## Problem to work on
Rewrite the rows from the first one up to and including the line with "column 615, row 68", replacing "retail shelf audit" with "street scene audit" and leaving everything else unchanged. Omit the pictures from your answer.

## Material for this task

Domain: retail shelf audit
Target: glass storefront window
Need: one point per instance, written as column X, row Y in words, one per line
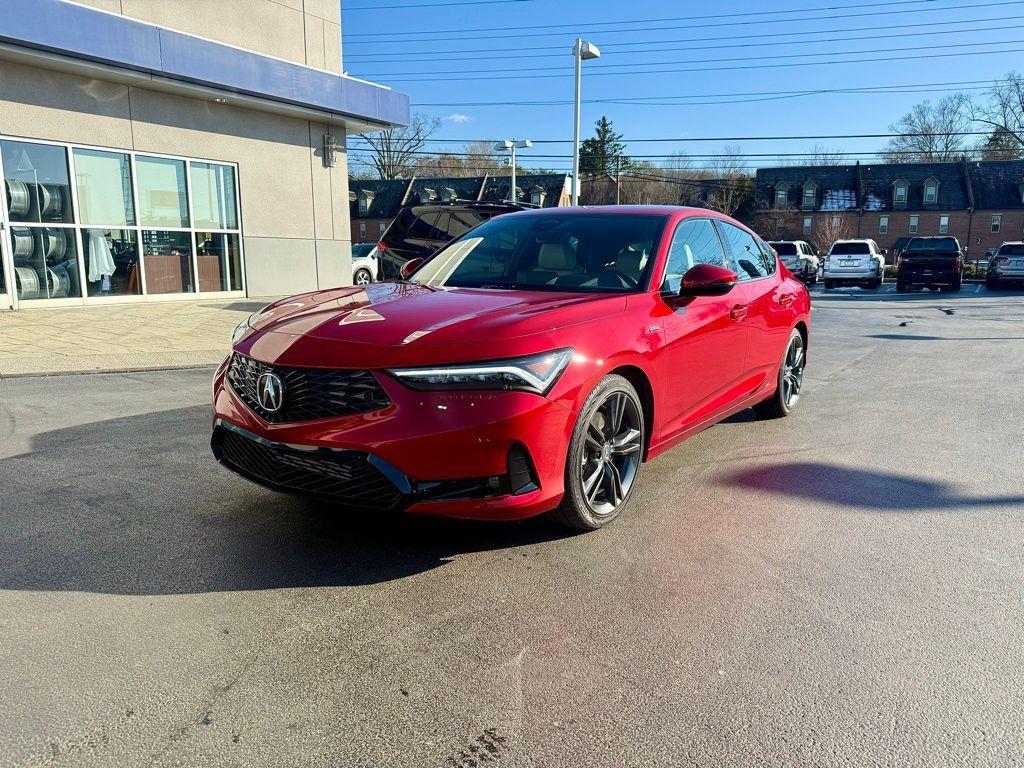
column 45, row 263
column 168, row 262
column 213, row 196
column 103, row 183
column 111, row 262
column 219, row 259
column 36, row 182
column 163, row 198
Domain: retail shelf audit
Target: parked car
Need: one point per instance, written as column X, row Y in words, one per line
column 530, row 366
column 800, row 257
column 419, row 230
column 365, row 264
column 1007, row 266
column 931, row 262
column 854, row 261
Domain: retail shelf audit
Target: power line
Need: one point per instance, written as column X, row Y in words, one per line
column 622, row 22
column 687, row 139
column 460, row 34
column 748, row 38
column 535, row 76
column 434, row 4
column 962, row 84
column 615, row 68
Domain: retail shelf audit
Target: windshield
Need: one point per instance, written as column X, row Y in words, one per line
column 578, row 252
column 946, row 245
column 851, row 249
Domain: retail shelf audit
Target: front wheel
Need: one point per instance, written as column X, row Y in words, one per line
column 604, row 456
column 791, row 381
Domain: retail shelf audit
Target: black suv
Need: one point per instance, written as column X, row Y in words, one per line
column 930, row 261
column 419, row 230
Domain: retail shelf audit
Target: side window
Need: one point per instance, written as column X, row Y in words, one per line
column 695, row 242
column 745, row 258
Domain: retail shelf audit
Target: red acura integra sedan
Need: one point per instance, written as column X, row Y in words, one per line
column 530, row 366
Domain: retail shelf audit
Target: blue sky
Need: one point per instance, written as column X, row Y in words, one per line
column 701, row 53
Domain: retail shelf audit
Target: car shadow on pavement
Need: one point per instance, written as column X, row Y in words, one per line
column 138, row 506
column 861, row 488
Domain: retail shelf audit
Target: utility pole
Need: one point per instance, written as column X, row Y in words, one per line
column 581, row 51
column 619, row 171
column 511, row 144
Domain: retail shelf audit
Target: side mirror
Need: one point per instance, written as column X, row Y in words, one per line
column 411, row 266
column 708, row 280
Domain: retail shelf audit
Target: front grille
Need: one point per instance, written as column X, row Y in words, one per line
column 310, row 393
column 344, row 477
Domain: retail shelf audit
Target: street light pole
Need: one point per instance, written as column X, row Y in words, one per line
column 581, row 51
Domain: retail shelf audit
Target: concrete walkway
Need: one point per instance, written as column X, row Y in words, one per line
column 124, row 337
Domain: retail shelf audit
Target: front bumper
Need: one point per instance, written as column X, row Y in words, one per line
column 485, row 455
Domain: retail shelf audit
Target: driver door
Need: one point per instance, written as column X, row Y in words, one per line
column 701, row 360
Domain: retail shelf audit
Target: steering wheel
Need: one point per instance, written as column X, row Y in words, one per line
column 628, row 280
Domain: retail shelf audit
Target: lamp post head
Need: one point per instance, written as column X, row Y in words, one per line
column 586, row 50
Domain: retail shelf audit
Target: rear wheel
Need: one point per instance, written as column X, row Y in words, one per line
column 791, row 381
column 604, row 456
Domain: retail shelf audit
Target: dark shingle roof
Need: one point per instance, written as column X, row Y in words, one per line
column 388, row 194
column 995, row 184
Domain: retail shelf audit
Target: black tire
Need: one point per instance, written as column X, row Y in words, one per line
column 790, row 382
column 589, row 512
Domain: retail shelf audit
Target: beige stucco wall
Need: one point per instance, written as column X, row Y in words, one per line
column 306, row 32
column 295, row 223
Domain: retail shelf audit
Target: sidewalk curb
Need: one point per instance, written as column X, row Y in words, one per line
column 86, row 372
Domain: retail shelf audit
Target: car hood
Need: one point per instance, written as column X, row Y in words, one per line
column 387, row 324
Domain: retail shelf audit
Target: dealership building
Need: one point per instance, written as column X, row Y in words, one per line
column 154, row 151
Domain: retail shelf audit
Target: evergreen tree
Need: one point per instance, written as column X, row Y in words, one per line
column 598, row 155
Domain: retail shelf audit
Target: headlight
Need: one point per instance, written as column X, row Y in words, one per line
column 536, row 373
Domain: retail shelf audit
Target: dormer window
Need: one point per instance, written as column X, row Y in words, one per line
column 810, row 199
column 782, row 195
column 366, row 199
column 900, row 189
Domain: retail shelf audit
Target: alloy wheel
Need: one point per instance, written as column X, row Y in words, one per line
column 793, row 372
column 611, row 453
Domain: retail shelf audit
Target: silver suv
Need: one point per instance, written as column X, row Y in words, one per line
column 1007, row 266
column 854, row 261
column 800, row 257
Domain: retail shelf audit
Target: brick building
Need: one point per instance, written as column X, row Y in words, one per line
column 980, row 203
column 374, row 203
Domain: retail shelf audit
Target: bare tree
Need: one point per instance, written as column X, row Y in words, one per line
column 932, row 132
column 827, row 229
column 1004, row 112
column 393, row 152
column 474, row 159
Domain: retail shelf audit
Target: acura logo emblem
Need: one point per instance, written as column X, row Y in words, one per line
column 270, row 392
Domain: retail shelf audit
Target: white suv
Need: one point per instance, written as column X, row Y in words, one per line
column 854, row 261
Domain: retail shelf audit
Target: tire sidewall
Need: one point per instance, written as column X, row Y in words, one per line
column 573, row 483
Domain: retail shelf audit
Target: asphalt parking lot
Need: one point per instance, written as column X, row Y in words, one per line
column 844, row 587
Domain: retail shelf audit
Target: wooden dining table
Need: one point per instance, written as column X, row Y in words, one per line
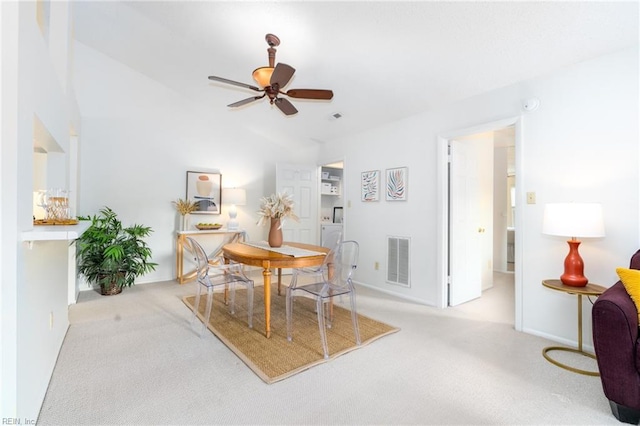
column 267, row 259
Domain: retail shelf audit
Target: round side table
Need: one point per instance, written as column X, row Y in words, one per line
column 588, row 290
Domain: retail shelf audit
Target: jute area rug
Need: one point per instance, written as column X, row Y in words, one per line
column 276, row 358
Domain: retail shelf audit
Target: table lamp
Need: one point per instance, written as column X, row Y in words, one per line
column 235, row 197
column 575, row 220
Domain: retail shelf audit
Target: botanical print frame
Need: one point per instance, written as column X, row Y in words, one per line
column 370, row 185
column 396, row 188
column 205, row 188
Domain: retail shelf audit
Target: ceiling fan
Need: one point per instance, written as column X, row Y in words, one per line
column 272, row 79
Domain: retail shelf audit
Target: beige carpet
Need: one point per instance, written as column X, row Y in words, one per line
column 275, row 358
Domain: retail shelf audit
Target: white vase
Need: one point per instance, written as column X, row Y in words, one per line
column 185, row 222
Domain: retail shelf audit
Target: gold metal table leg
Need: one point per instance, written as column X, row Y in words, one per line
column 545, row 351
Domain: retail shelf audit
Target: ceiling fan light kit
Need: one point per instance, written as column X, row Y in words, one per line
column 272, row 79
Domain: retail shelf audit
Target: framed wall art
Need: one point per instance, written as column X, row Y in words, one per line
column 205, row 188
column 396, row 188
column 370, row 185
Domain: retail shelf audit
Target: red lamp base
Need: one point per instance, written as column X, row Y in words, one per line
column 573, row 267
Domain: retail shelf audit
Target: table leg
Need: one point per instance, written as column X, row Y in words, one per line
column 580, row 322
column 179, row 255
column 545, row 351
column 266, row 274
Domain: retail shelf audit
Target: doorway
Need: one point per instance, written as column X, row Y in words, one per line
column 331, row 202
column 468, row 218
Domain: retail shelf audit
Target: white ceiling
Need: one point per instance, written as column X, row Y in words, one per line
column 383, row 60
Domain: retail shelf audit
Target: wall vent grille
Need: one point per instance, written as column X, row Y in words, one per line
column 398, row 260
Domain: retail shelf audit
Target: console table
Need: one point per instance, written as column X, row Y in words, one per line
column 228, row 237
column 588, row 290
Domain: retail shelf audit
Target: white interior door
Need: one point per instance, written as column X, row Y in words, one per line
column 302, row 182
column 465, row 273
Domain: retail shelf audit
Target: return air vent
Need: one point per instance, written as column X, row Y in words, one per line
column 398, row 260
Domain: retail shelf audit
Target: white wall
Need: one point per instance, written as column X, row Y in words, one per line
column 34, row 281
column 580, row 145
column 143, row 138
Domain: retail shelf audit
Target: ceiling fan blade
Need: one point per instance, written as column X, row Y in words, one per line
column 245, row 101
column 285, row 106
column 310, row 93
column 282, row 74
column 235, row 83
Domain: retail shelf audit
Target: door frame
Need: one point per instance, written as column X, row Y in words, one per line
column 443, row 207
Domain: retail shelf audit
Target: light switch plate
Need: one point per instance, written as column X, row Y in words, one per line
column 531, row 197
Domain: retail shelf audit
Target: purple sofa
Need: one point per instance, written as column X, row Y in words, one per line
column 615, row 339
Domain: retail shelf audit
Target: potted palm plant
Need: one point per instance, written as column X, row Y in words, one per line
column 113, row 256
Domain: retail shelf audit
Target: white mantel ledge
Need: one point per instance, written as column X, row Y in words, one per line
column 56, row 232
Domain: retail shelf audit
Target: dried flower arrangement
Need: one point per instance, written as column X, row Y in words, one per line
column 276, row 206
column 185, row 206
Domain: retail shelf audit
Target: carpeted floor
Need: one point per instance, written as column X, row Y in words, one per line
column 276, row 358
column 135, row 359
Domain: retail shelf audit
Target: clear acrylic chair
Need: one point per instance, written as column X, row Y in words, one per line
column 315, row 271
column 339, row 265
column 215, row 273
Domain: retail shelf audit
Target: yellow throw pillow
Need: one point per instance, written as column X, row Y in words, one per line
column 631, row 280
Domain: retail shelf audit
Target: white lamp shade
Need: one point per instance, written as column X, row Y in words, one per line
column 237, row 196
column 580, row 220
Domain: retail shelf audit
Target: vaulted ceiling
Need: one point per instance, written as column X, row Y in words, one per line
column 383, row 60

## Written response
Domain: street scene audit
Target: glass storefront window
Need: one point per instance, written as column X, row Y in words, one per line
column 45, row 263
column 168, row 262
column 213, row 196
column 103, row 183
column 111, row 262
column 219, row 259
column 36, row 182
column 163, row 198
Domain: street scene audit
Target: parked car
Need: one point per instance, written as column X, row Y in words, one per line
column 530, row 366
column 800, row 257
column 419, row 230
column 365, row 264
column 1007, row 266
column 931, row 262
column 854, row 261
Domain: street scene audit
Target: power line
Need: one point per instance, written as column X, row Y in words, one per line
column 622, row 22
column 687, row 139
column 460, row 34
column 748, row 38
column 535, row 76
column 434, row 4
column 962, row 84
column 615, row 68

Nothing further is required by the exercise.